**Short task:**
Copy each line of the listing below exactly.

**Raw data:**
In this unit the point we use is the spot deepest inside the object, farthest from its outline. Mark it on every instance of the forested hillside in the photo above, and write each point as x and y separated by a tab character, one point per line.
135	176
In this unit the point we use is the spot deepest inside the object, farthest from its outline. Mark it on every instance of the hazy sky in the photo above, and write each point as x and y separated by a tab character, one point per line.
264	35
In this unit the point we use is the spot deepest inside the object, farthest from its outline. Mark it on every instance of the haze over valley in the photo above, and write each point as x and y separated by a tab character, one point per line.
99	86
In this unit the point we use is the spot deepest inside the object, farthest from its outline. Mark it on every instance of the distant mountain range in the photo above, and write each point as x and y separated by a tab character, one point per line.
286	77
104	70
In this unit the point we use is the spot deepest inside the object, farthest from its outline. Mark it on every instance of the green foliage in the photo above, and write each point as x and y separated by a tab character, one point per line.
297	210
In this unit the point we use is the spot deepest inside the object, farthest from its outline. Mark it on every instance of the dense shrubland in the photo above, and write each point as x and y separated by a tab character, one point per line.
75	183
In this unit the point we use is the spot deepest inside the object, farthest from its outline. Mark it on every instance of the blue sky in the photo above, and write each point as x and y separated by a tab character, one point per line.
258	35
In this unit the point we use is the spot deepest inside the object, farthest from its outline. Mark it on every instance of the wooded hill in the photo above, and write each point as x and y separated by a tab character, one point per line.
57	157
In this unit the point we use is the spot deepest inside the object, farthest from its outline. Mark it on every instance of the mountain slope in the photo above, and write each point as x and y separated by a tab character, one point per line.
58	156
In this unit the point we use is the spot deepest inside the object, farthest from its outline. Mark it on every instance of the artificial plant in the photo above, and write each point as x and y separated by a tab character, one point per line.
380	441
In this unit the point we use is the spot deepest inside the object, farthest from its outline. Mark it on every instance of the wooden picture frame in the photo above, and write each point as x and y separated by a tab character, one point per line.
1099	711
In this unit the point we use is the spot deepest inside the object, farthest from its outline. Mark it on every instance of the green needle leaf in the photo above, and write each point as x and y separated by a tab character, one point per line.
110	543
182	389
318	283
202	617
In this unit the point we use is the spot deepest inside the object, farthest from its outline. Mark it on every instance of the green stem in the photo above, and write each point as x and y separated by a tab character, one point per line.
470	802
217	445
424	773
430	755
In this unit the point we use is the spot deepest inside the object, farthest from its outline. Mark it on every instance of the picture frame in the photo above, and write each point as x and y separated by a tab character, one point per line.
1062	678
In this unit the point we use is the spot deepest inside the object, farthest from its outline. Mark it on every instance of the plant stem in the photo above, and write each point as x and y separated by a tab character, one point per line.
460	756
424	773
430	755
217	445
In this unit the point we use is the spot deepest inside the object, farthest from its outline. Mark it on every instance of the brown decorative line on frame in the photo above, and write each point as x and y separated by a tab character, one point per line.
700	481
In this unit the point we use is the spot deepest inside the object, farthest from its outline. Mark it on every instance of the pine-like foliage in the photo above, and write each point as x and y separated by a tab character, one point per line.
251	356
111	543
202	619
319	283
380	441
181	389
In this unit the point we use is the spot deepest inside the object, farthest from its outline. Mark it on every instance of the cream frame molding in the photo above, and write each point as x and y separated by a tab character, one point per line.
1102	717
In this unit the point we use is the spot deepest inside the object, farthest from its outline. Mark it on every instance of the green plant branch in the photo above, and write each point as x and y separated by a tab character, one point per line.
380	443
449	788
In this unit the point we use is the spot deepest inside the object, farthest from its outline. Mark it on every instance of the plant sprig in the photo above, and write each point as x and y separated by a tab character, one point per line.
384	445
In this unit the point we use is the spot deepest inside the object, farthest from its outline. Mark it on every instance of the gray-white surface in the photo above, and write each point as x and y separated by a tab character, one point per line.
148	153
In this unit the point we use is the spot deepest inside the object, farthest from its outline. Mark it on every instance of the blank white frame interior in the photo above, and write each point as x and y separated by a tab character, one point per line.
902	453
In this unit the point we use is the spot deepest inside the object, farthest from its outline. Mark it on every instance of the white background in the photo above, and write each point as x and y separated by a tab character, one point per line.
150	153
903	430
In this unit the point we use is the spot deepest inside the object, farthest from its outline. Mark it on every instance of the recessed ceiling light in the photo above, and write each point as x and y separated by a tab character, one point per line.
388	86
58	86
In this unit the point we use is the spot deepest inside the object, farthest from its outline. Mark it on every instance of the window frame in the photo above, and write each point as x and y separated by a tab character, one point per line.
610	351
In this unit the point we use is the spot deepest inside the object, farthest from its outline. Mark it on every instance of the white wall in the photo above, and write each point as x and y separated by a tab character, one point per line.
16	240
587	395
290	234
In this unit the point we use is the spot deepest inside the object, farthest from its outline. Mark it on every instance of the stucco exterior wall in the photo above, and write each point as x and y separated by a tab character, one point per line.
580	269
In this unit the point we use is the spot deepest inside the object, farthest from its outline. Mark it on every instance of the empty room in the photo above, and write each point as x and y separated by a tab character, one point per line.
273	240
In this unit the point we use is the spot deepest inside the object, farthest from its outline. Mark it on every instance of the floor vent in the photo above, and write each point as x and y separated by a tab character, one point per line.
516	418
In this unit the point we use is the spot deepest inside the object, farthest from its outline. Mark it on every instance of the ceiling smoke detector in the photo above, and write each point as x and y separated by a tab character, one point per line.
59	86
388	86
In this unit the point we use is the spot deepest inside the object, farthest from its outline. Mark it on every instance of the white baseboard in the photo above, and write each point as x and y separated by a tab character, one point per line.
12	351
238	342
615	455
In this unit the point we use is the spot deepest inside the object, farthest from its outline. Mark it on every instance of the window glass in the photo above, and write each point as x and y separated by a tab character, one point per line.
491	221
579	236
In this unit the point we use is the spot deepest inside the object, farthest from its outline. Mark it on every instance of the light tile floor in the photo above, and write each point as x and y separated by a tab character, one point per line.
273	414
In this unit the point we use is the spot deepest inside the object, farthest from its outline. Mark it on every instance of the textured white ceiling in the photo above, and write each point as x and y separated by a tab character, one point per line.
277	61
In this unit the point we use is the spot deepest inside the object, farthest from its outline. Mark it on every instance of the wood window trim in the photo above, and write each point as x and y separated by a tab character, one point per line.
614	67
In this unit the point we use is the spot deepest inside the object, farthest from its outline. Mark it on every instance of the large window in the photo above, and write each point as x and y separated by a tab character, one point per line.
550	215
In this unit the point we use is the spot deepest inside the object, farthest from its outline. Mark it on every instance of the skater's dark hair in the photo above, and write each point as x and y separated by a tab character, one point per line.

**Result:**
In this unit the point we use is the spot deepest inside the object, farthest from its outline. Mark it on every instance of the forested hillside in the photo above, and write each point as x and y separated by a tab character, one point per line.
135	176
In this unit the point we use is the spot deepest inside the object, farthest from its outline. Mark it on every instance of the hazy sky in the photo above, and write each point as x and y separated by a tab character, one point per line.
264	35
In this unit the point we use is the spot deepest inside the object, farthest from its outline. Mark it on every instance of the haze over valley in the photo above, and write each point as x and y separated by a tab character, one point per line.
99	86
In this unit the point we use is the spot deepest inside the object, farthest from its outline. Mark it on every instance of the distant mountain range in the photo above, and write each point as x and y separated by a tab character, one point per line.
286	77
104	70
In this unit the point we use is the spot deepest inside the object, farthest from its outline. Mark it on every instance of the green foliage in the photo above, and write each point as x and y separated by a tab character, one point per line.
297	210
In this unit the point we use is the spot deepest inside the object, farthest from its outline. Mark it on every instance of the dense shrubland in the photo above, and write each point as x and y separated by a tab character, one point per line.
75	183
In this unit the point we use is the spot deepest inside the object, farthest from its outline. Mark it on every instance of the blue sky in the photo above, and write each point as x and y separated by a tab character, one point per line.
258	35
In this unit the point we use is the spot deepest inside the object, farthest from its outline. Mark it on every instance of the wooded hill in the photo above, and write each point as x and y separated by a tab character, one point per line.
57	157
In this unit the point we use is the spot deepest inside the object, farthest from its outline. Mark it on every instance of the mountain slope in the photo above, and write each point as x and y separated by a tab character, one point per line.
58	156
In this unit the point we use is the spot deepest inside the object, farthest from its outline. Mark it on every instance of the artificial plant in the photo above, and write each point as x and y separated by a tab character, one point per line.
380	441
In this unit the point we use is the spot deepest inside the object, farthest from its outline. Mark it on every instance of the wooden picture frame in the photo above, and write each point as x and y separated by a tab character, one point per line.
1099	711
In this unit the point we use is the spot deepest inside the object, farthest from its outline. Mark it on every instance of the green needle leaf in the photo above, and write each point as x and y separated by a tab character, one point per line.
110	543
182	389
318	283
202	617
In this unit the point we use is the spot deepest inside the object, farthest from its outline. Mark it on every instance of the green stem in the photo above, and write each point as x and y separated by a tab character, one point per line.
470	802
217	445
424	773
430	755
In this unit the point we use is the spot deepest inside the object, farthest from its outline. Mark it on every instance of the picture frame in the photo above, and write each point as x and y separated by a tab character, one point per line.
1062	678
In this unit the point we use is the spot deepest inside the object, farthest from its outline. Mark it on every instance of the plant stem in the photo above, and write each point as x and y separated by a tab character, one point per line.
460	756
424	773
430	755
217	445
In this unit the point we use is the spot deepest inside the object, farthest from its outline. Mark it on every instance of the brown decorative line on frame in the photo above, and write each point as x and y separated by a tab character, one point per line.
700	481
In this unit the point we use is the spot deepest inside the object, farthest from its outline. Mark it on every instance of the pine-like foliage in the photo above, and write each point as x and y separated by a tab character, one point per line.
251	356
111	543
202	619
319	283
380	441
181	389
In this unit the point we use is the spot deepest inside the object, farthest from its outline. Mark it on every instance of the cream frame molding in the photo above, and write each point as x and y separated by a tab character, one point per line.
1102	717
In this unit the point we use is the spot deepest inside the object, farthest from its outline. Mark it on every instance of the green plant branch in the photo above, and write each point as x and y separated by a tab character, one point per line.
380	443
449	788
In this unit the point we use is the spot deepest inside the object, farthest from its outline. Mark it on every instance of the plant sprig in the photo above, and write each point as x and y separated by a tab character, one point per line.
384	445
In this unit the point we use is the spot deepest inside the object, farthest from its outline. Mark it on every instance of the gray-white surface in the photo above, and write each point as x and y separated by a tab character, one point per line.
148	153
In this unit the point we use is the spot deepest inside the object, farthest from its outline. Mark it on every instance of the blank white frame interior in the photo above, and write each point as x and y separated by a tab character, one point per line.
902	453
In this unit the point we use is the spot deepest inside the object, farthest from its outline. Mark it on every instance of the white background in the photo above, and write each point as x and y separated by a tab character, one point per line.
150	153
903	430
In this unit the point we use is the spot deepest inside the object, farthest from its outline. Mark it on every instance of the recessed ceiling light in the photo above, and write each point as x and y separated by a tab character, one point per line.
388	86
58	86
In this unit the point we use is the spot deepest inside the object, farthest from its outline. Mark it on every instance of the window frame in the photo above, and write each point as x and y separated by a tab character, one point per line.
610	351
In this unit the point we use is the spot deepest inside the object, farthest from its outline. Mark it on every instance of the white wall in the photo above, and write each point as x and y separated by a tab character, one point per line.
16	240
587	395
290	234
In this unit the point we use is the spot deepest inside the object, farthest from its outline. Mark it on every instance of the stucco exterior wall in the photo above, and write each point as x and y separated by a tab character, one point per line.
580	269
In this unit the point we use is the spot deepest inside the object, farthest from its outline. Mark it on every instance of the empty room in the photo above, and write each point as x and y separated by a tab character, one point per line.
273	240
In this unit the point we use is the spot deepest inside the object, farthest from its outline. Mark it on every instance of the floor vent in the photo above, and write each point as x and y separated by a tab character, one point per line.
516	418
In this unit the point we use is the spot deepest inside the object, farthest from its outline. Mark it on every instance of the ceiling smoke detector in the photo above, and write each point as x and y separated by a tab character, one point per line.
59	86
388	86
In this unit the point we use is the spot deepest inside the object, farthest from its outline. Mark it on every instance of the white baseboard in the photo above, and write each point as x and y separated by a tab character, one point per line.
12	351
238	342
615	455
In this unit the point we use is the spot deepest inside the object, farthest from its outline. Mark it on every instance of the window glass in the photo above, and write each point as x and y separated by a tab character, one point per line.
491	221
579	236
In this unit the point we use is the spot deepest inside the object, farthest from its outline. Mark it on every instance of the light tile floor in the photo above, and write each point as x and y separated by a tab character, one point per line.
273	414
In this unit the point we use is the spot deepest inside the object, farthest from its outline. Mark it on every instance of the textured white ceiling in the photo above, and write each point as x and y separated by a tab character, one point per line.
277	61
In this unit the point we use is the spot deepest inside the object, farthest from its outline. Mark it on every instance of the wood window trim in the photo above, and write each point as x and y separated by a tab character, one point per line.
614	67
In this unit the point we use is the spot deepest inside the object, farthest from its outline. Mark it on every instance of the large window in the photo above, and write each point as x and y separated by a tab character, one point per line.
550	215
In this unit the point we use is the spot deepest inside the object, farthest from its outline. Mark it on every instance of the skater's dark hair in the photo above, and write each point as x and y separated by a tab character, one point per line.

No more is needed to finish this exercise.